Task directions: List each line of the records below that contains the word "concrete".

Material to process:
----
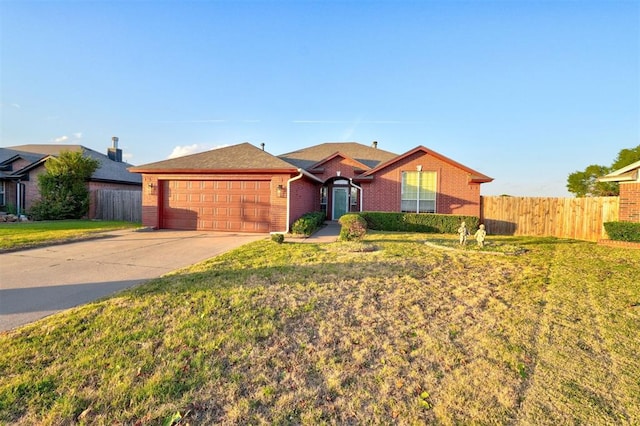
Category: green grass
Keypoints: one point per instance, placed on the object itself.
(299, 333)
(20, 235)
----
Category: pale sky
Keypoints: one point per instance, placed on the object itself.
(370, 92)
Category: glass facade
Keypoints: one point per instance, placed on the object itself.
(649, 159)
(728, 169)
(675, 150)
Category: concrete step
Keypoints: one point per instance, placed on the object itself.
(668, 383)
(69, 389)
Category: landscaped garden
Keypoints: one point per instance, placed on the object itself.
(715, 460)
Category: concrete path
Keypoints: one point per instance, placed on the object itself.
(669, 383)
----
Exercise solution:
Category: concrete step
Category: concrete path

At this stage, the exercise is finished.